Collected data entries
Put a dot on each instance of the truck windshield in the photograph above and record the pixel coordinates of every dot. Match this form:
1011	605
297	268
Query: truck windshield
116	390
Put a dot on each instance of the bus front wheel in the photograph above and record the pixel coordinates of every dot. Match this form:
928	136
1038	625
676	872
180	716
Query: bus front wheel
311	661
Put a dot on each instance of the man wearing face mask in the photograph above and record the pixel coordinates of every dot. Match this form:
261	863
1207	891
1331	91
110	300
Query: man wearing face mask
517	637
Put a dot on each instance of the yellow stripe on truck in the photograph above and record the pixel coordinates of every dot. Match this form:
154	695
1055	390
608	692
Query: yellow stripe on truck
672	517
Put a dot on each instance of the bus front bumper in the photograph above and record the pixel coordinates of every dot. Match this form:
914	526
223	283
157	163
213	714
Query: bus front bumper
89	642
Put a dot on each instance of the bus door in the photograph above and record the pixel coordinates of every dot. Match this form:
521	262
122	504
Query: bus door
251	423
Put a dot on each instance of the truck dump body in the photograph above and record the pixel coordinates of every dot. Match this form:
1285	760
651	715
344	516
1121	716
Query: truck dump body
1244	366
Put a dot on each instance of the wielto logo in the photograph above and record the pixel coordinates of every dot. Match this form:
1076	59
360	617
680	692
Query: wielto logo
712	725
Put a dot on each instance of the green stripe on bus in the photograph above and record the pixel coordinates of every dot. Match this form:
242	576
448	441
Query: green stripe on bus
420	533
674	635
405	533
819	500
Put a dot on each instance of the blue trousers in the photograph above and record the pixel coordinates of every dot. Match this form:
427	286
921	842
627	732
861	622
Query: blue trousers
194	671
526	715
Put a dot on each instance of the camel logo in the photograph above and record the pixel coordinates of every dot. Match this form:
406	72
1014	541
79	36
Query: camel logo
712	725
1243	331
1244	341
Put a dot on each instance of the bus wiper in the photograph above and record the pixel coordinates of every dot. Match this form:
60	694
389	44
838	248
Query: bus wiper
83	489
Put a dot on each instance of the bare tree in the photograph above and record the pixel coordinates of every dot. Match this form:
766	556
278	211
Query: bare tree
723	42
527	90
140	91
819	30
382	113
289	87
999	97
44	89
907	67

About this task:
What you give back should be the lines from the one with "Query: green stripe on bus" to the end of the data, copied exactly, both ends included.

Answer area:
Query: green stripe on bus
420	533
674	635
405	533
819	500
Put a dot on each instance of the blue trousers in the photograph above and record the pixel coordinates of every dot. Match this form:
427	286
921	842
627	732
861	622
Query: blue trousers
194	671
526	715
Put a dot on each instance of the camel logo in the photograph above and record the pixel coordinates of every dot. Match this form:
406	72
1014	541
79	36
Query: camel logo
712	725
1243	331
1244	341
Put a dot on each instance of the bus wiper in the photograph above and record the pixel coordinates of every dot. Match this form:
60	694
389	44
838	248
Query: bus wiper
83	489
Put a dot on each instance of the bare tree in the photograph above and record the pixel coordinates of every dot. Match this form:
766	556
278	211
Query: bare tree
723	42
527	90
140	91
819	30
382	113
289	87
999	97
44	89
907	67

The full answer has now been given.